##### Document excerpt #####

Critics contended, understandably, that the business press must have been asleep at the wheel. In a March 2009 interview that would go viral, the comedian Jon Stewart confronted the CNBC personality Jim Cramer with the problem. Stewart said, in effect, that business journalism presents itself as providing wall-to-wall, 24/7 coverage of Wall Street but had somehow managed to miss the most important thing ever to happen on that beat—the Big One. “It is a game that you know is going on, but you go on television as a financial network and pretend it isn’t happening,” is how Stewart framed it. And many understood exactly what he meant.

Top business-news professionals—also understandably, perhaps—have defended their industry’s pre-crisis performance. In speeches and interviews, these professionals assert that the press in fact did provide clear warnings and presented examples of pre-crisis stories that told about brewing problems in the lending system before the crash. Some have gone further and asserted that it was the public itself that had failed—failed to respond to the timely information the press had been providing all along. “Anybody who’s been paying attention has seen business journalists waving the red flag for several years,” wrote Chris Roush, in an article entitled “Unheeded Warnings,” which articulated the professionals’ view at length. Diana Henriques, a respected New York Times business and investigative reporter, defended her profession in a speech in November 2008: “The government, the financial industry and the American consumer—if they had only paid attention—would have gotten ample warning about this crisis from us, years in advance, when there was still time to evacuate and seek shelter from this storm.” There were many such pronouncements. Then the press moved on.

It is only fair to point out that, beyond speeches and assertions, the business press has not published a major story on its own peculiar role in the financial system before the crisis. It has, meanwhile, investigated and taken to task virtually every other possible agent in the crisis: Wall Street banks, mortgage lenders, the Federal Reserve, the Securities and Exchange Commission, Fannie Mae, Freddy Mac, the Office of Thrift Supervision, the Office of the Comptroller of the Currency, compensation consultants, and so on. This kind of forensic work is entirely appropriate. But what about the watchdog?

##### Records shown #####

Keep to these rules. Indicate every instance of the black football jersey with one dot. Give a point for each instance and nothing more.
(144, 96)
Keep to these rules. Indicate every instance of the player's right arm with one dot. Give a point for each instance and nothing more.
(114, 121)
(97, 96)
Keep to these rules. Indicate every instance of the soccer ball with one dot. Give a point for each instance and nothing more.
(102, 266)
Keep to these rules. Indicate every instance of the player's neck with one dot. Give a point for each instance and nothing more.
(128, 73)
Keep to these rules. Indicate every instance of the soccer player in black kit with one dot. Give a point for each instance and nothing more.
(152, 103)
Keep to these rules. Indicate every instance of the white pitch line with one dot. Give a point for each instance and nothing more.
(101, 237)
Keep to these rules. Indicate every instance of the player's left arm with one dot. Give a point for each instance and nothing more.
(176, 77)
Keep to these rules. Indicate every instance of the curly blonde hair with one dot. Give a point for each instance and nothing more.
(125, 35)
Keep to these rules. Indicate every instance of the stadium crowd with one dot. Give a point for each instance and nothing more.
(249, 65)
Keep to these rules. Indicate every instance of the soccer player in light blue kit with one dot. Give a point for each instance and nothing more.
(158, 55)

#####

◆ Requirement 1:
Answer these from the passage on business journalism before the financial crisis:
(a) In what month and year did Jon Stewart confront Jim Cramer?
(b) What was the title of Chris Roush's article?
(c) When did Diana Henriques give her speech defending her profession?
◆ Requirement 2:
Continue the passage on business journalism's pre-crisis coverage, picking up after its final sentence.

◆ Exercise answer 1:
(a) March 2009
(b) "Unheeded Warnings"
(c) November 2008

◆ Exercise answer 2:
In the spring of 2009, the Columbia Journalism Review, where I work as an editor, undertook a project with a simple goal: to assess whether the business press, as it contended, did indeed provide the public with adequate warning of looming dangers when it could have made a difference. The idea was to perform a fair reading of the record of institutional business reporting before the crash. We created a commonsense list of nine major business news outlets (The Wall Street Journal, Fortune, Forbes, Businessweek, the Financial Times, Bloomberg, the New York Times, the Los Angeles Times, and The Washington Post) and used news databases to search for stories that could plausibly be considered warnings about the heart of the problem: abusive mortgage lenders and their funders on Wall Street. We then asked the news outlets to volunteer their best work during this period, and, to their credit, nearly all of them cooperated.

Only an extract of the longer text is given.